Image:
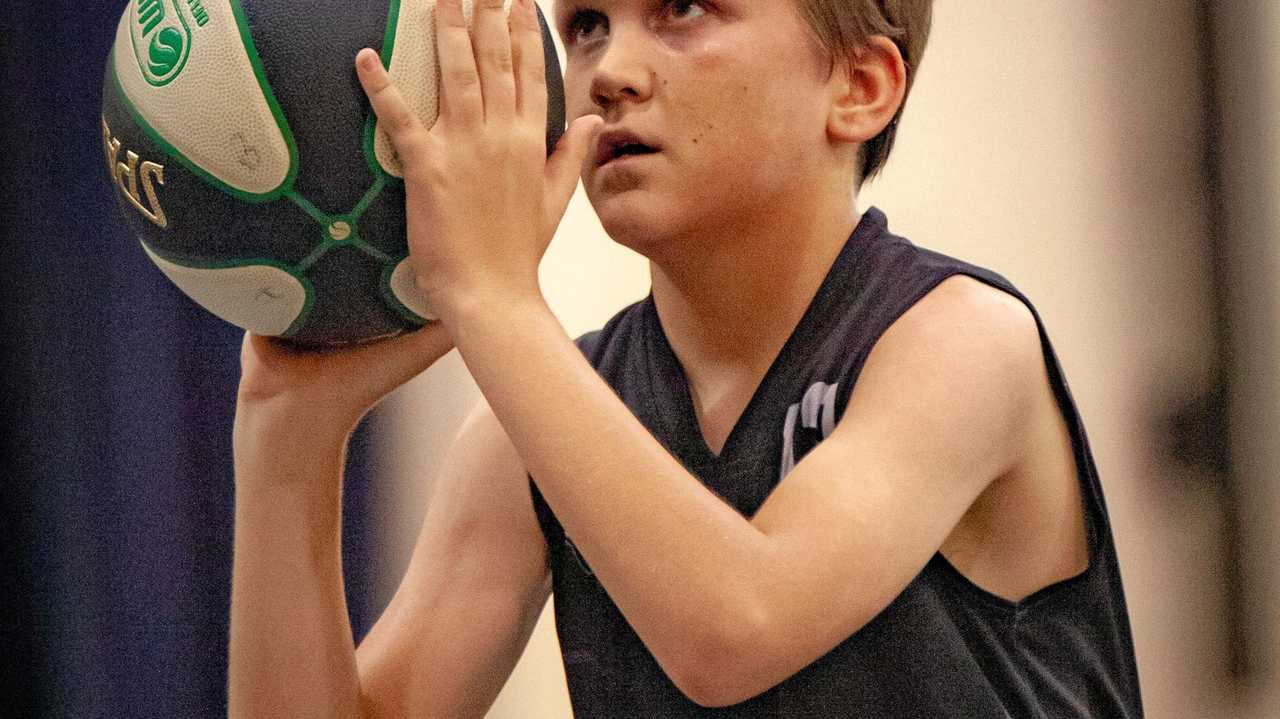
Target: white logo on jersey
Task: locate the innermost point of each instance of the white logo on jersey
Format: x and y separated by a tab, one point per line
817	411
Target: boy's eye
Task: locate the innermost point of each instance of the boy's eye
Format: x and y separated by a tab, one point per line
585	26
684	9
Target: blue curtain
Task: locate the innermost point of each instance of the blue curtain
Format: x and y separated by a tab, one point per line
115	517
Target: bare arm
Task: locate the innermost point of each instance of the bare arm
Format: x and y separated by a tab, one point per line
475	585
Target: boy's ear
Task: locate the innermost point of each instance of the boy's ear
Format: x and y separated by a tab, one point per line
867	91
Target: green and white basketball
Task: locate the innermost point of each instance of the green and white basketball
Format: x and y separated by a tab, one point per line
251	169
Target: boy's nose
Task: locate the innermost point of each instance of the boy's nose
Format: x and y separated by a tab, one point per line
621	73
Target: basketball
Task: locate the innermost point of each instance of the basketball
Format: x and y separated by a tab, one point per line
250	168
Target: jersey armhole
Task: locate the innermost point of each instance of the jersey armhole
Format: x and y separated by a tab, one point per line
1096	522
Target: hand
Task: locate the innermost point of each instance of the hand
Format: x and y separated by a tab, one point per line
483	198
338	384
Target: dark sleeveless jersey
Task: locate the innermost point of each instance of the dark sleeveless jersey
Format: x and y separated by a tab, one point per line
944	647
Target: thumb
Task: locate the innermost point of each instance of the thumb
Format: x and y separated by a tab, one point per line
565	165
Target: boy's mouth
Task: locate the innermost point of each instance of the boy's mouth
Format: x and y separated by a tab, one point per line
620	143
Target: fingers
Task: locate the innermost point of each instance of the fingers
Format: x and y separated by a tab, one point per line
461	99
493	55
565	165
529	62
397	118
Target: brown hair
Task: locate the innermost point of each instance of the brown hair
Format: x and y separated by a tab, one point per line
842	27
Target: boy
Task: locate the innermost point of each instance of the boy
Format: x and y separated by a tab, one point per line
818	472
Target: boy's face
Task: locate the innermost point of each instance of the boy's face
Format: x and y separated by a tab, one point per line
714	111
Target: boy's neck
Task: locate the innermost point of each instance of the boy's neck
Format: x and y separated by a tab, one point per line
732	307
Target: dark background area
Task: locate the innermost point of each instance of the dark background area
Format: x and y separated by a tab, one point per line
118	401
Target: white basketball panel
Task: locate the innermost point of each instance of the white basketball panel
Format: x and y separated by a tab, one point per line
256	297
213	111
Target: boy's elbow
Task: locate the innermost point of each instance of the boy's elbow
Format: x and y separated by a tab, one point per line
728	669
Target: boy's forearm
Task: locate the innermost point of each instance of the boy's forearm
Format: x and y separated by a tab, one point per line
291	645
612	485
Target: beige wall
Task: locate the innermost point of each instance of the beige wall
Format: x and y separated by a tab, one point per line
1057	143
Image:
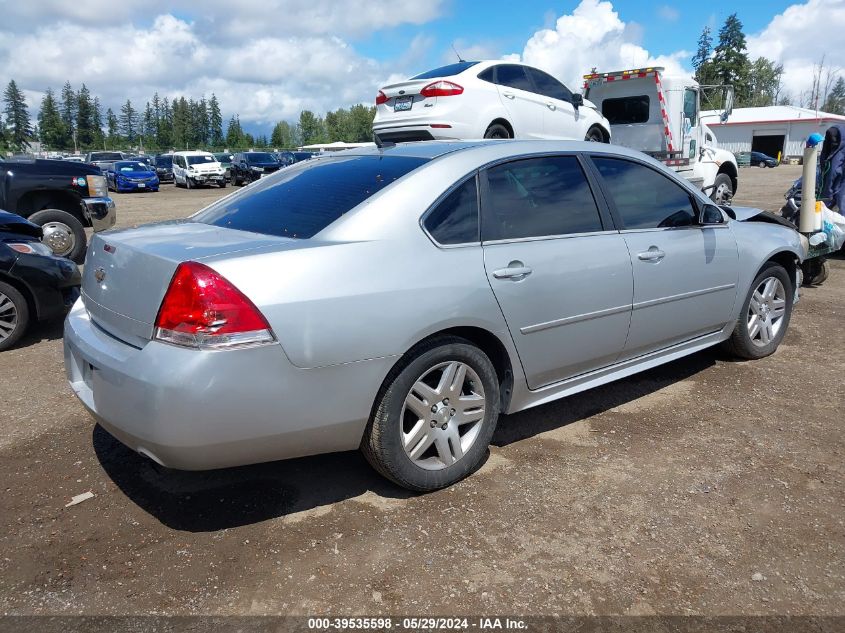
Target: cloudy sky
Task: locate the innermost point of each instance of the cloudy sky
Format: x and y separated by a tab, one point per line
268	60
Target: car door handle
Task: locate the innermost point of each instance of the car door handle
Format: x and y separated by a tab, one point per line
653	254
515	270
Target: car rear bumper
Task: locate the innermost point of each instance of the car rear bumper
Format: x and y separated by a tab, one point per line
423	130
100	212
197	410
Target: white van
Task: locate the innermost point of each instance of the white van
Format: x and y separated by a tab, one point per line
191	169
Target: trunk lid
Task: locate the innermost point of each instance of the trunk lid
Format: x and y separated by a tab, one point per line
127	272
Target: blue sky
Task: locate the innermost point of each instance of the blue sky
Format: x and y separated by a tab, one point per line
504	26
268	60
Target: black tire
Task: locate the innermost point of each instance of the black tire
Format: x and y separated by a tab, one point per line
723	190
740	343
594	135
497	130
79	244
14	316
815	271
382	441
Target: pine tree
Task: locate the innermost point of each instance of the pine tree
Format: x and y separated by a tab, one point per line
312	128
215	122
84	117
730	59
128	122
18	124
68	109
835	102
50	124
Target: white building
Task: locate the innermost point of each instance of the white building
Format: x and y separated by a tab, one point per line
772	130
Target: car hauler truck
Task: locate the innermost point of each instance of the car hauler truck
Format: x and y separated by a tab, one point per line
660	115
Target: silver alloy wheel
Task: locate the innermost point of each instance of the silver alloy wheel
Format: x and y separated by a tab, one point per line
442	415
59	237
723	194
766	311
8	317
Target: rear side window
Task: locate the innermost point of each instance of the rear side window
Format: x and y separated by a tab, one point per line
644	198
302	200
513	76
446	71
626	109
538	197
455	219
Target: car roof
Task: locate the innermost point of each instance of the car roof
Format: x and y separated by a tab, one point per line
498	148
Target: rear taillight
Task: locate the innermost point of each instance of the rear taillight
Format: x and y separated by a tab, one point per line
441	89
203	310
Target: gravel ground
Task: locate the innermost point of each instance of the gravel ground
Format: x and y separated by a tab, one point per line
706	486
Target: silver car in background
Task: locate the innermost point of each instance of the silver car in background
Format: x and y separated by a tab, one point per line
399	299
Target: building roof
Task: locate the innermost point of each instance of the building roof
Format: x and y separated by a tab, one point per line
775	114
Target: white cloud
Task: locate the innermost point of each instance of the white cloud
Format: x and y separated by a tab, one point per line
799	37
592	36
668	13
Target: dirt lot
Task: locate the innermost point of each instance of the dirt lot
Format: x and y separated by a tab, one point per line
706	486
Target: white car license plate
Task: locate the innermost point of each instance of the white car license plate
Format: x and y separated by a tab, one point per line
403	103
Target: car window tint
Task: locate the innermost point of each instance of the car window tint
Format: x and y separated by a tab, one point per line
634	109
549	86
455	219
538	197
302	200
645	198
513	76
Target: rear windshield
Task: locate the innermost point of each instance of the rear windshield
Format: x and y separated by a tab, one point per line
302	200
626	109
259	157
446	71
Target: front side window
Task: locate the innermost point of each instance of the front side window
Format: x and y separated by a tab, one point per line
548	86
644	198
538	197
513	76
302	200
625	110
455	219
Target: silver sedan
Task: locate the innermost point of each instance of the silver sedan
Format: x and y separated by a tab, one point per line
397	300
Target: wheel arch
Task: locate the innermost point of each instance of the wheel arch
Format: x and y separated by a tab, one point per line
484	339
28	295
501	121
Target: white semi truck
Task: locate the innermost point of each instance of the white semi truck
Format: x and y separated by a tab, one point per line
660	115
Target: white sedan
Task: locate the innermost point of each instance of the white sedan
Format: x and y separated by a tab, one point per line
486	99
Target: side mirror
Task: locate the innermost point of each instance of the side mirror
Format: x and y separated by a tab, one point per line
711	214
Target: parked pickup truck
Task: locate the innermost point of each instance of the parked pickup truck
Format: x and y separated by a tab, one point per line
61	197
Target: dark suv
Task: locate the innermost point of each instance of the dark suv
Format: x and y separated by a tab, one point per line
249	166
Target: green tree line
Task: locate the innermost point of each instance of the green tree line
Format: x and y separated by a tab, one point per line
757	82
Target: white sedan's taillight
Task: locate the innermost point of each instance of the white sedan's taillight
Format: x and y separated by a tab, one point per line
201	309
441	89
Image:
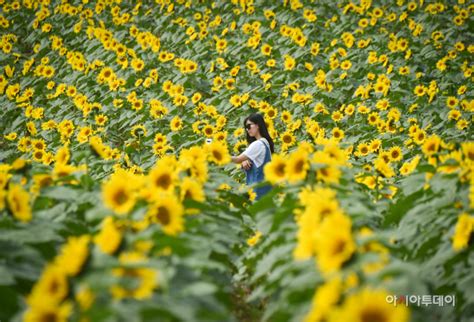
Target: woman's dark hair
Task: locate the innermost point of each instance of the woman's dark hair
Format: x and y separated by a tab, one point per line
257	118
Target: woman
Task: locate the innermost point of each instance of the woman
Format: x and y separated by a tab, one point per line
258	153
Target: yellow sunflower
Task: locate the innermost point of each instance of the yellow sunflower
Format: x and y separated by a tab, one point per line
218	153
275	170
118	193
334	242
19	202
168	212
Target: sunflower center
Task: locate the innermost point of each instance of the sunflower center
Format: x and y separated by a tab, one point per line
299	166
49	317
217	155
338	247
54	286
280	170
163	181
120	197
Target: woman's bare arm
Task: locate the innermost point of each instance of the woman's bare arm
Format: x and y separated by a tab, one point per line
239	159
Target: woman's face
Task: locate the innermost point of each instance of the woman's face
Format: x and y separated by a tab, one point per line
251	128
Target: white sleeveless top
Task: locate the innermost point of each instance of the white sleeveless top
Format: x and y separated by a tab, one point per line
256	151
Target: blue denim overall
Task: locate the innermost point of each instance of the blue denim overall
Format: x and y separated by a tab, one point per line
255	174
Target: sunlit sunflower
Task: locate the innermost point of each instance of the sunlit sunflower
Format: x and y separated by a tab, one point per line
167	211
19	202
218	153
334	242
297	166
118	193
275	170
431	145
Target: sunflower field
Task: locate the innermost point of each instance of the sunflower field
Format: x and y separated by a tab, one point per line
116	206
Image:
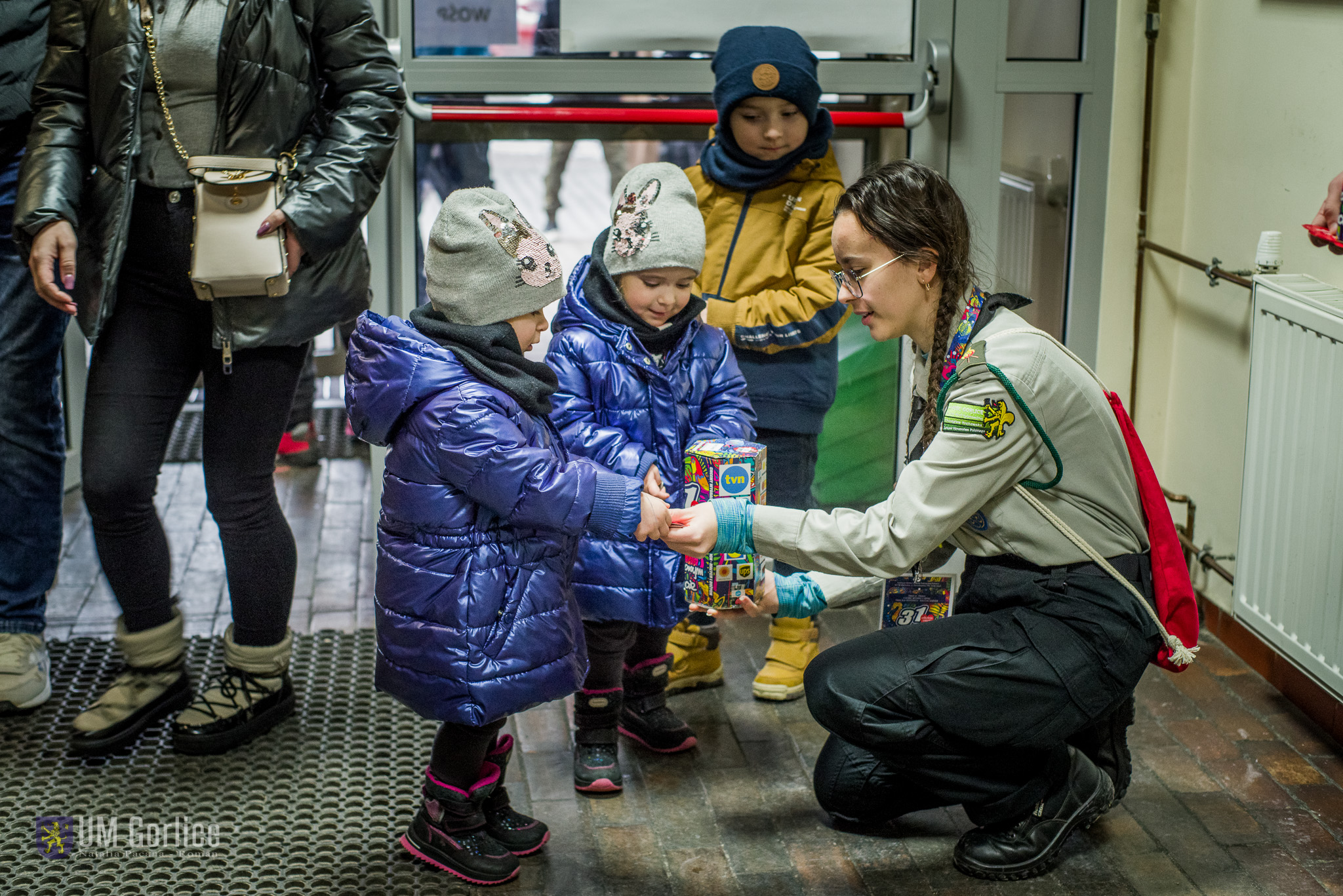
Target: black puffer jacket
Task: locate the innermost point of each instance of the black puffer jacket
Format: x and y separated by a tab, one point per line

*Prompt*: Take the line containing "Target: woman's bare arm" and all lines after it to the end of the data above, and reproduce them exactly, leaving out pictures. Nothing else belongs in the copy.

*Right answer*:
Target: woman's bare arm
Task: locate the innermost point of each instance of the woman's bare arm
Format: x and y separated by a tab, one point per line
239	159
Target: woman's face
Task: locate the innermost point of each instance of the woman's face
Format: x and y separated by a tab, one point per line
251	128
Target: white sleeveless top
Task: locate the innermost point of each instance of the white sleeveless top
Format: x and y separated by a tab, one point per line
256	151
Target: blue denim overall
Task: locate the innermost point of each instance of the blue denim overall
Format: x and y separated by a tab, one point per line
255	174
Target: sunlit sunflower
Task: locate the innermost point of each instance of the sunlit sunflower
Format: x and y separated by a tab, one point per line
167	211
19	202
218	153
334	242
297	166
118	193
275	170
431	145
Target: sunflower field
Task: locate the innermost point of each instance of the sunflower field
Format: x and y separated by a tab, one point per line
116	206
Image:
Target: black puffer jacket
Task: locate the innermost point of each instance of the black puffer jacket
Format: x and y separated by a tab, one point per line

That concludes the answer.